# [Directions]
Render every line of the material below as a numbered list, omitting any blank lines.

┌──

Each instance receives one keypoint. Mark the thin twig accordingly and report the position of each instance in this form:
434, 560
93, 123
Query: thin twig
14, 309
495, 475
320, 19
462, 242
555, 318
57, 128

└──

# [Written reply]
1. Each instance receives one keypoint. Mark the thin twig accordingly and report the position of each instance in this form:
2. 434, 560
3. 93, 123
4. Query: thin twig
5. 14, 309
6. 495, 475
7. 320, 19
8. 462, 242
9. 555, 318
10. 57, 128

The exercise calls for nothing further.